### EXERCISE GOAL
From the entries that follow, copy each line containing the word "cultivator".

### SOURCE DATA
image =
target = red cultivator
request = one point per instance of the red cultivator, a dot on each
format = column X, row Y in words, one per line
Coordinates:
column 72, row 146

### RESULT OF THIS EXERCISE
target = red cultivator
request = one point per instance of the red cultivator, a dot on each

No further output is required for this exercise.